_JOB_
Put the lines below into a Markdown table with the columns "No." and "Text," numbering each line and leaving out any blank ones.

###

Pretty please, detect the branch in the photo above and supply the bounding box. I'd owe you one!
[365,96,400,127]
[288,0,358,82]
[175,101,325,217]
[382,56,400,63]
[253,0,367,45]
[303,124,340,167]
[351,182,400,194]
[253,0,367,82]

###

_SOLVED EXERCISE_
| No. | Text |
|---|---|
| 1 | Pretty please, detect the branch in the photo above and supply the bounding box. I'd owe you one! |
| 2 | [365,96,400,127] |
| 3 | [288,0,358,82] |
| 4 | [175,101,325,217] |
| 5 | [382,56,400,63] |
| 6 | [253,0,367,45] |
| 7 | [303,124,340,167] |
| 8 | [351,182,400,194] |
| 9 | [253,0,367,82] |